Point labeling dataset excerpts
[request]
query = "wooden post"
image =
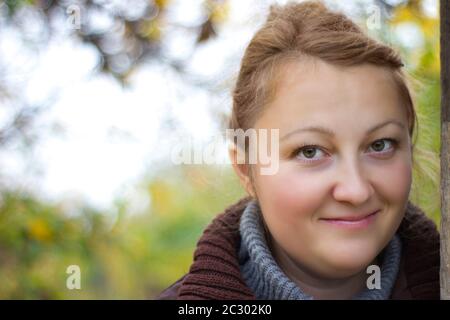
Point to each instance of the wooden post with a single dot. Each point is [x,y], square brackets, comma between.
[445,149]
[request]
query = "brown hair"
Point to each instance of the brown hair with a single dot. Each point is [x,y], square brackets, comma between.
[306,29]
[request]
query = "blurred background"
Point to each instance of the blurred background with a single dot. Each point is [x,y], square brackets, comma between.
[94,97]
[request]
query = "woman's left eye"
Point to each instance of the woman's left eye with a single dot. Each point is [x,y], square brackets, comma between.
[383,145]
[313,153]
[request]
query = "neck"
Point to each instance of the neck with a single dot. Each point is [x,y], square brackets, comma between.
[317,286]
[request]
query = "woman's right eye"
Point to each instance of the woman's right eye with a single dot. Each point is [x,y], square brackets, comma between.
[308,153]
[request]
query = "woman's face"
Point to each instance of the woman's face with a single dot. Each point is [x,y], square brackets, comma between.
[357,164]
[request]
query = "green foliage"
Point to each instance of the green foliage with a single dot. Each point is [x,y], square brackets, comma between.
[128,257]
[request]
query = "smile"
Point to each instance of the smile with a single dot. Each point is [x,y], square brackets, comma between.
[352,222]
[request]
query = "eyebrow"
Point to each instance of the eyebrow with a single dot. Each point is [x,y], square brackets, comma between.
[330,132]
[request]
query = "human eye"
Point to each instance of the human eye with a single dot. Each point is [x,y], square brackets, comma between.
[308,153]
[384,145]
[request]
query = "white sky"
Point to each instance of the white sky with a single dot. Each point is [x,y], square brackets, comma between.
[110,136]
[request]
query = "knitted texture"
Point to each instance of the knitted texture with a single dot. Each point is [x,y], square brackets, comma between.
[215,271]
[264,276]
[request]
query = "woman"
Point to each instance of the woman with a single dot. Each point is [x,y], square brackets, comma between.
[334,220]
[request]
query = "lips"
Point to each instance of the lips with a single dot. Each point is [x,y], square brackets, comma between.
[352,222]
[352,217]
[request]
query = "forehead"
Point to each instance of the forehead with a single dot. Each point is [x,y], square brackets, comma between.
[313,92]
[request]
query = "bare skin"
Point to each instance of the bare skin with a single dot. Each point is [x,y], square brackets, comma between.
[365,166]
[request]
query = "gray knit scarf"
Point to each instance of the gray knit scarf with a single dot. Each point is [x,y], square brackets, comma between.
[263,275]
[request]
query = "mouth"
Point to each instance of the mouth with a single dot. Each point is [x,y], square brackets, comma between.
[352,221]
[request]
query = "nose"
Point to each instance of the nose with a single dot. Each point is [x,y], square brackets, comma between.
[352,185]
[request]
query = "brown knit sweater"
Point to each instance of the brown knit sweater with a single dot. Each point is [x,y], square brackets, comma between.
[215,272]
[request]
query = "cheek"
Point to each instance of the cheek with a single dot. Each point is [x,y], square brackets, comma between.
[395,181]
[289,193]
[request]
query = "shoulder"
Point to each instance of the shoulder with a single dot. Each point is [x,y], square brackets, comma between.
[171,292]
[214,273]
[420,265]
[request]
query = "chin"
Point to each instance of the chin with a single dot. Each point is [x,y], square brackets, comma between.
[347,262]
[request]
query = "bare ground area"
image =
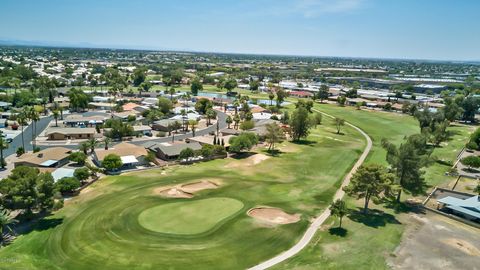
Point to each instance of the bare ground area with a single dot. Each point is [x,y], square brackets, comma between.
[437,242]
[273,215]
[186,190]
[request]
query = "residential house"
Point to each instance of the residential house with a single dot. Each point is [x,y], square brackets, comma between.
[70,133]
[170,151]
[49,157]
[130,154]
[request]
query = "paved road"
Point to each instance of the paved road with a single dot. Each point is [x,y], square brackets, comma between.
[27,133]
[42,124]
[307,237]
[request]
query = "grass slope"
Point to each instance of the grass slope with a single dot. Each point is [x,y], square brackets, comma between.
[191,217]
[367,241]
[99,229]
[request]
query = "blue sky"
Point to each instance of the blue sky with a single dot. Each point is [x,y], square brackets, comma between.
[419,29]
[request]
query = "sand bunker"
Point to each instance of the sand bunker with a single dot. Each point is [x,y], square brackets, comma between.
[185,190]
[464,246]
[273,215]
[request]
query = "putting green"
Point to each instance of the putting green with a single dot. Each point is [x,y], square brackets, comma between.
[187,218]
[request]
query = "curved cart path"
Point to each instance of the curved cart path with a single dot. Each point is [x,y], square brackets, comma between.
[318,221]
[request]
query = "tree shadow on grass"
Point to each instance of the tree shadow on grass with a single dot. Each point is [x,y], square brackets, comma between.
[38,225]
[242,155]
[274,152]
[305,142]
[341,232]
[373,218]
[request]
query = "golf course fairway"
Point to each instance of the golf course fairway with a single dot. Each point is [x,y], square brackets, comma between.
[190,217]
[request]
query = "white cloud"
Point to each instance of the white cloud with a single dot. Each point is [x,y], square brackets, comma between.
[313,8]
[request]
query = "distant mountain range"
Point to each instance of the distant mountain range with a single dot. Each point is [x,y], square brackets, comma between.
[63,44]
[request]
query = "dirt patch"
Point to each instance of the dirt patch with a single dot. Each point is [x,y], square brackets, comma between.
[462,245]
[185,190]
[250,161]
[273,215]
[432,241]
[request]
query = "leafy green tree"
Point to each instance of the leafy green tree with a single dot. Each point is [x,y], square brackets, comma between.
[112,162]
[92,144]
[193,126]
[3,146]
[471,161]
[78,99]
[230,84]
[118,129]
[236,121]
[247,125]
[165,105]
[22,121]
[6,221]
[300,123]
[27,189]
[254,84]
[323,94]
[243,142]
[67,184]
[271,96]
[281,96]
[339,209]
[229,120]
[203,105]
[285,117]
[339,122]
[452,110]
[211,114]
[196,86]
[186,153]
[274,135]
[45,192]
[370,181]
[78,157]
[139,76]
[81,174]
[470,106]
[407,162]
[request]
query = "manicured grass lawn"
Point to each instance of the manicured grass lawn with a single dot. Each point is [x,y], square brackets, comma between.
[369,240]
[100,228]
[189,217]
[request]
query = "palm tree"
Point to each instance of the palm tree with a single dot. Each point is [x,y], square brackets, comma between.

Work to complete
Your task is to reproduce all of the material exactly. The pictures stay out.

Result below
[request]
query = "wooden post"
image =
Point to each instance of the wooden post with a single dot. Each point is [x,y], square brackets, comma between.
[445,149]
[request]
query = "brown hair"
Point to each instance of the brown hair with a single dot. Each point is [x,y], square brackets, comma between.
[306,29]
[request]
query = "blurred background"
Point to each instance of the blurred background with a single dot. Each point is [x,y], square brackets, comma between.
[94,97]
[request]
query = "woman's left eye"
Point to each instance of the woman's left eye with a single dot. Each point is [x,y], square brackets, comma between.
[383,145]
[313,153]
[request]
query = "neck"
Point to each instance of the neck with a single dot. Each point is [x,y], square brackets, comma between.
[317,286]
[request]
query = "woman's right eye"
Point to each instance of the woman's right eye with a single dot. Each point is [x,y], square brackets, comma between.
[308,153]
[request]
query = "woman's face"
Point to each instance of the woman's face with a single dot. Each point is [x,y], square brackets, comma between.
[357,164]
[request]
query = "green foliage"
Point to each instance of the green foliage with a single dot. Each point is [x,y], square brackets, comma between.
[128,257]
[request]
query = "smile"
Point to each instance of the smile with a single dot. Each point is [x,y], square brackets, comma between.
[352,222]
[request]
query = "eyebrow"
Point to each instance of the eyebrow with a single dot. Each point is [x,y], square brackets, comma between.
[330,132]
[request]
query = "human eye"
Point to each instance of the human eye with a single dot. Each point is [x,y], square brackets, comma between.
[308,153]
[384,145]
[request]
query = "white sky"
Point to each instance of the white sky with a single dot. Each point is [x,y], square brackets, comma between.
[110,136]
[request]
query = "knitted texture"
Point to each instance of the knitted texture with a single dot. Each point is [x,y], square brackets, comma between.
[215,271]
[264,276]
[request]
query = "woman"
Point to each instance of the woman with a single dot. Each point is [x,y], square brackets, comma between.
[334,220]
[request]
query = "lips"
Point to each instance of the lips with a single dot. Each point is [x,y], square brackets, comma between.
[352,222]
[352,217]
[request]
query = "forehead"
Point to each instance of the forehead with a single dot. Each point is [x,y], square brackets, comma between.
[313,92]
[request]
query = "bare skin"
Point to each instance of the bare skin with a single dot. Each point is [x,y], square brackets, comma between.
[365,166]
[request]
query = "gray knit scarf"
Point to each instance of the gray knit scarf with a single dot. Each point is [x,y], square brackets, comma between.
[263,275]
[request]
query = "mouth"
Point to each instance of the mouth with a single dot. Each point is [x,y], square brackets, comma between.
[352,221]
[request]
query = "nose"
Point to each instance of the nose with a single dot. Each point is [x,y], square brackets, comma between.
[352,185]
[request]
query = "brown knit sweater"
Point to each instance of the brown knit sweater with a single dot. Each point is [x,y], square brackets, comma between.
[215,272]
[request]
query = "cheek"
Point to each instance of the cheek with a single dot. Each point is [x,y], square brackets, comma between.
[395,181]
[289,193]
[request]
query = "shoulder"
Point to each instance of the shoulder with a single dot. Each point is [x,y], square brackets, comma between.
[171,292]
[214,273]
[420,265]
[request]
query = "chin"
Point to each instance of the chin with a single dot. Each point is [x,y], square brackets, comma between.
[347,262]
[request]
query = "bare ground area"
image =
Point to each instance of the bare ground area with a single dot. Each point is [x,y], square brackets, comma between.
[437,242]
[273,215]
[186,190]
[request]
query = "residential house"
Point to each instance of the residential house with a single dot. Each point is [x,y], square brackets, comma between.
[70,133]
[170,151]
[49,157]
[130,154]
[request]
query = "paved road"
Point to each instance of the paved road with a single dot. Each point is [x,y], square brackets, comma between.
[27,133]
[42,124]
[307,237]
[request]
query = "grass slope"
Point to each instance of the grass slope with a single dot. Each point is [x,y], square brackets, comma between.
[191,217]
[367,241]
[99,229]
[request]
query = "blue sky"
Point to each instance of the blue sky with a single dot. Each point is [x,y], square brackets, comma between.
[419,29]
[request]
query = "sand bunker"
Point to each instance of the sand bunker with a single dot. Each point is [x,y], square brackets, comma between.
[185,190]
[464,246]
[273,215]
[request]
query = "putting green"
Point to each instance of the putting green with a single dot. Each point is [x,y], square brackets, comma between.
[187,218]
[request]
query = "curved cart path"
Point to each instance of the curved cart path with a single dot. Each point is [x,y], square brackets, comma between.
[318,221]
[request]
query = "tree shadow on grass"
Point to each instance of the tree shadow on grass with a single dot. Each point is [x,y], square brackets, comma between.
[38,225]
[242,155]
[274,152]
[305,142]
[341,232]
[373,218]
[request]
query = "golf course fairway"
Point to each instance of the golf course fairway with a single dot. Each point is [x,y], square brackets, comma between.
[190,217]
[request]
query = "white cloud"
Point to each instance of the white cloud with a single dot. Each point is [x,y], square brackets, comma between.
[313,8]
[request]
query = "distant mountain range"
Point to each instance of the distant mountain range with a single dot. Each point is [x,y], square brackets, comma between.
[63,44]
[request]
query = "dirt patch"
Point to each instance of the dirt patch with a single dot. Each point is [x,y], square brackets, comma between.
[462,245]
[185,190]
[250,161]
[273,215]
[432,241]
[request]
query = "leafy green tree"
Point to each instance of the leafy green tree with a single dot. Each point is [x,y], square brackets, comma between.
[112,162]
[92,144]
[193,126]
[3,146]
[471,161]
[78,99]
[230,84]
[118,129]
[236,121]
[247,125]
[165,105]
[22,121]
[6,221]
[300,123]
[27,189]
[254,84]
[323,94]
[243,142]
[67,184]
[271,96]
[281,96]
[339,209]
[229,120]
[203,105]
[285,117]
[339,122]
[452,110]
[211,114]
[196,86]
[186,153]
[274,135]
[45,192]
[370,181]
[78,157]
[139,76]
[81,174]
[470,106]
[407,162]
[request]
query = "manicured grass lawn"
Point to each instance of the manicured grass lawn with a single dot. Each point is [x,y], square brackets, comma between.
[369,240]
[100,228]
[189,217]
[request]
query = "palm tree"
Point to each instance of the palm tree with a single dot. Each point is [x,y], square brackets, comma between.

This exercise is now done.